» QUOTED TEXT:
# Well, no turning back now.



## MeadowStationVines (May 9, 2017)

Three years ago when we moved out here a family vineyard was not on my list of To-Do’s.
Some prodding from the wife and finding this forum made me think “ I can do this…”
Not sure how well I can do this but I’m hoping with some luck and help from this forum this will be more than my winter exercise.
I have to say my back is really happy to finally be at this point.

Sent soil samples off last year: Sandy Clay Loam, pH6.8, Organic Material 2.2%, Nitrate 20ppm, E.C. 0.4
We added compost and Nitrate and rented an excavator and dug 2’ wide x 3’ deep trenches to break up the claypan we have hoping that will help with drainage.

We planted 80 vines, 20 of each: Arandell, Marquette, Noiret and 10 of each: Brianna, Louise Swenson.

The plan is to let them grow kind of however this year, I have pencil stakes and some fence wire holding up the irrigation since we will cut them back to little sticks next spring, or that is how I think I’m supposed to do it?

Not really sure where this will lead but one way or another we will enjoy the journey.


----------



## bkisel (May 9, 2017)

Good luck!

» INFORMATION PROVIDED:
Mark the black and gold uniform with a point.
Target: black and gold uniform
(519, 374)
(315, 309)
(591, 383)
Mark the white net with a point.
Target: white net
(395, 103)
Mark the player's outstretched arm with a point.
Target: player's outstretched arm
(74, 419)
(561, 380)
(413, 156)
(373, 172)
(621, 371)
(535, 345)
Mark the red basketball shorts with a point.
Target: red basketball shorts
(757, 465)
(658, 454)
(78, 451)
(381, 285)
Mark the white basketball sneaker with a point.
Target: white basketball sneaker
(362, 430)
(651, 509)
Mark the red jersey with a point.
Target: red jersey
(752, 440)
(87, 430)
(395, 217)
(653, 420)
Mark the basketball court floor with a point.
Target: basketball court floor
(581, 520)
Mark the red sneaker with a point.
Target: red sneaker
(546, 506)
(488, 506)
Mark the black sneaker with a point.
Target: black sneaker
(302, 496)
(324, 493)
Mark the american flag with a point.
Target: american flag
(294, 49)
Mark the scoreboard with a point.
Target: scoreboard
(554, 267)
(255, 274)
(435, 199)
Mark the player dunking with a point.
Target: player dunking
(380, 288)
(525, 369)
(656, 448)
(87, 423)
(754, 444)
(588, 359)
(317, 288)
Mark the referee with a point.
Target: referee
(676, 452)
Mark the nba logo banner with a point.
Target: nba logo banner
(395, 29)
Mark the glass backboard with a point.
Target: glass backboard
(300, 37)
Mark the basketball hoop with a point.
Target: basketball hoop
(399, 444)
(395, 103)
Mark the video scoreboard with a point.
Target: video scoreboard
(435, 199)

==

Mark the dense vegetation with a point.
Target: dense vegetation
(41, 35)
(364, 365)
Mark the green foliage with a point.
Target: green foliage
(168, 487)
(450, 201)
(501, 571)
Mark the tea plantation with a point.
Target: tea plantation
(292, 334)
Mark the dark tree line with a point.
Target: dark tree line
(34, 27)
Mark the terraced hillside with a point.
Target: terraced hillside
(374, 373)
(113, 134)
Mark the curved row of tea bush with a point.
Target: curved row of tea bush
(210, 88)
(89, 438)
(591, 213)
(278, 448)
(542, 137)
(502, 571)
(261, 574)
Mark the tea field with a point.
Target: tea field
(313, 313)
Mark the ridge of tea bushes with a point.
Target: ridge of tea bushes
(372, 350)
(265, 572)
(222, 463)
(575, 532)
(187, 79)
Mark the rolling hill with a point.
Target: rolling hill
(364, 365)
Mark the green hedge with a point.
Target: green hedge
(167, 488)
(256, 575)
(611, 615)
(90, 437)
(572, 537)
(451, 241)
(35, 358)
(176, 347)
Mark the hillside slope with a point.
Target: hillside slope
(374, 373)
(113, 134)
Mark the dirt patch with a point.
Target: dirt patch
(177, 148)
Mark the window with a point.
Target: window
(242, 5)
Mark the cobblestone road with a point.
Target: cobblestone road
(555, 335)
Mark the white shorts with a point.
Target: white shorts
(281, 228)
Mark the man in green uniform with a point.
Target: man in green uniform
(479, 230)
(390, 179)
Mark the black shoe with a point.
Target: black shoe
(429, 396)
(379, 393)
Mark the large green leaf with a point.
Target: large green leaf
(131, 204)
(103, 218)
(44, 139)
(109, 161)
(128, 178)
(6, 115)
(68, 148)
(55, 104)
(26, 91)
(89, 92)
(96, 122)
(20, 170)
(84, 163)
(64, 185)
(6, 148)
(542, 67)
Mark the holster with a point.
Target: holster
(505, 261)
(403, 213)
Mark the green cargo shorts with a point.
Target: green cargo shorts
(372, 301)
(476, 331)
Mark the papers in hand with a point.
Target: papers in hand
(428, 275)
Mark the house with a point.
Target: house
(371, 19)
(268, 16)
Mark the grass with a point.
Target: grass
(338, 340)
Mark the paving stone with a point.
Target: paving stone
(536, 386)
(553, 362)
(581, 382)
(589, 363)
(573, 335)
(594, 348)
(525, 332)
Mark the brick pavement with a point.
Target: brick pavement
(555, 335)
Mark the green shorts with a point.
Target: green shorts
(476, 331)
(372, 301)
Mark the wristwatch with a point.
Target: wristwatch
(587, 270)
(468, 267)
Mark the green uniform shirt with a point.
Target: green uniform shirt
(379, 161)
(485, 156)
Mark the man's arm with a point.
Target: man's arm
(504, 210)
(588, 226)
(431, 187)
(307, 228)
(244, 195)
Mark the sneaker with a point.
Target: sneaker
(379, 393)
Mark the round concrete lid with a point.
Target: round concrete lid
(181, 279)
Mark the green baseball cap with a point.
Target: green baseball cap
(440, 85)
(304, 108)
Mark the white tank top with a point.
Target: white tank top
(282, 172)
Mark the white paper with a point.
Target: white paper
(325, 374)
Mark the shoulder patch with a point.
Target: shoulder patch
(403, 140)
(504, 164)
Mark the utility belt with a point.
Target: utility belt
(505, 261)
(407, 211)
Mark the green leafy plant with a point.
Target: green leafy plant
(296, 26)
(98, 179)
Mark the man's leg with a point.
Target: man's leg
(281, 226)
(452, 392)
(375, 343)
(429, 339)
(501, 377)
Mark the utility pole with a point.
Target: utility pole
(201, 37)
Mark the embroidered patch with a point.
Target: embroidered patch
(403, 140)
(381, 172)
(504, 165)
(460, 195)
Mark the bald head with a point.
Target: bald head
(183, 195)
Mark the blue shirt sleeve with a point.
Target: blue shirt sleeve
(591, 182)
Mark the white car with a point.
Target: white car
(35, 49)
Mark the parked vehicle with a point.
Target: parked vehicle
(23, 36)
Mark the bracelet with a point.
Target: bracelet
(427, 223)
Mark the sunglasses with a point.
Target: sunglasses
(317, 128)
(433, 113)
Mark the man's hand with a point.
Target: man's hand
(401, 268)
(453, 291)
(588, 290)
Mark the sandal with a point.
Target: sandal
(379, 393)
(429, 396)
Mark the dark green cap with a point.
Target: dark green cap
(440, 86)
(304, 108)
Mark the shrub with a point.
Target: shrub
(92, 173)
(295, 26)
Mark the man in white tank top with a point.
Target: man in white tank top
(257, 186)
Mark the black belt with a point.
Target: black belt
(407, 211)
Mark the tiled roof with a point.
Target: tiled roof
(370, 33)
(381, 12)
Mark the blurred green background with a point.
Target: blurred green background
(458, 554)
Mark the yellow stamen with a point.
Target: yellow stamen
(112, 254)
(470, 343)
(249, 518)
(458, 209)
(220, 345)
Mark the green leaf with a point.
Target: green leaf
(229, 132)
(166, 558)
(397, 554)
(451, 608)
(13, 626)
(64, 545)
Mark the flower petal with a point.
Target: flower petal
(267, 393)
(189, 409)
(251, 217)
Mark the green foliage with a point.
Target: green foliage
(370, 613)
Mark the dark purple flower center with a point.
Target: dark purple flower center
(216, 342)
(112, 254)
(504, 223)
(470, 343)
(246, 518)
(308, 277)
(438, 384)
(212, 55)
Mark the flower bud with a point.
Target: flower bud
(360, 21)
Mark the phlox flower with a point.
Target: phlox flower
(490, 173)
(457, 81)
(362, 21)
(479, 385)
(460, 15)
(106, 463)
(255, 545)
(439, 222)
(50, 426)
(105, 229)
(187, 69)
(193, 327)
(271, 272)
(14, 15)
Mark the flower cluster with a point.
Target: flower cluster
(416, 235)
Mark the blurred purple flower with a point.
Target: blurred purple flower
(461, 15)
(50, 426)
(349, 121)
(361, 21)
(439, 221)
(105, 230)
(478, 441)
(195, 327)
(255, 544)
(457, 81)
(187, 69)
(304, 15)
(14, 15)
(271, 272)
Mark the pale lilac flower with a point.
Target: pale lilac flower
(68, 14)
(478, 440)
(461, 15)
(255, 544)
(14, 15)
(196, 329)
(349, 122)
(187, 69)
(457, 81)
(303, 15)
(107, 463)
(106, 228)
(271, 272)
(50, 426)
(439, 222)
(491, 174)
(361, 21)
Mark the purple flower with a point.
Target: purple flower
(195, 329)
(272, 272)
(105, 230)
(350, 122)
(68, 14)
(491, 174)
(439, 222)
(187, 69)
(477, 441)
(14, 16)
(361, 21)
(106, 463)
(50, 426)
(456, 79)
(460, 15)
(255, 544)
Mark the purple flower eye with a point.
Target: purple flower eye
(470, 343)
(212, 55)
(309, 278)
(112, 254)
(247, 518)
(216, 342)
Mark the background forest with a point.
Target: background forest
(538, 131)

» GIVEN EXERCISE:
From the forum thread about starting a family vineyard, copy everything from "I have to say" up to and including "help with drainage.".

» COMPLETE OUTPUT:
I have to say my back is really happy to finally be at this point.

Sent soil samples off last year: Sandy Clay Loam, pH6.8, Organic Material 2.2%, Nitrate 20ppm, E.C. 0.4
We added compost and Nitrate and rented an excavator and dug 2’ wide x 3’ deep trenches to break up the claypan we have hoping that will help with drainage.